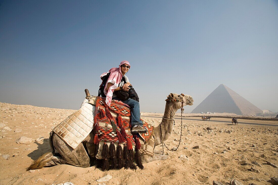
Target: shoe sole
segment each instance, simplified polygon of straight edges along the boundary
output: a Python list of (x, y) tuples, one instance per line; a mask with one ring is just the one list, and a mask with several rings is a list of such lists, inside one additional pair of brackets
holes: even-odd
[(138, 131), (135, 130), (134, 131), (132, 131), (131, 132), (131, 133), (133, 134), (137, 134), (137, 133), (140, 133), (140, 134), (145, 134), (146, 132), (147, 132), (147, 131)]

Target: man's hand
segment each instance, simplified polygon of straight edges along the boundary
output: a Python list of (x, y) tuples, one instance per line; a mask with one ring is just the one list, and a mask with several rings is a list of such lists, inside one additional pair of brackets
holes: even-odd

■ ■ ■ ■ ■

» **Your task**: Return every line of the entries above unchanged, leaving out the pictures.

» **Solution to this problem**:
Target: shoe sole
segment each instance, simplified polygon of straight edges along the boundary
output: a Python list of (x, y) tuples, one instance per line; a mask with one ring is just the one list, and a mask with several rings is a list of such lists, inside one additional pair of brackets
holes: even-odd
[(138, 131), (135, 130), (134, 131), (132, 131), (131, 132), (131, 133), (133, 134), (137, 134), (137, 133), (140, 133), (140, 134), (145, 134), (146, 132), (147, 132), (147, 131)]

Target: man's hand
segment each instance, simplified polygon of straight edges along the boundary
output: a Python list of (x, y) tuples, one instance per line; a mask with one ring is just the one list, and a mask with several rings is a list of such lists, inside one additional pair of brackets
holes: even-odd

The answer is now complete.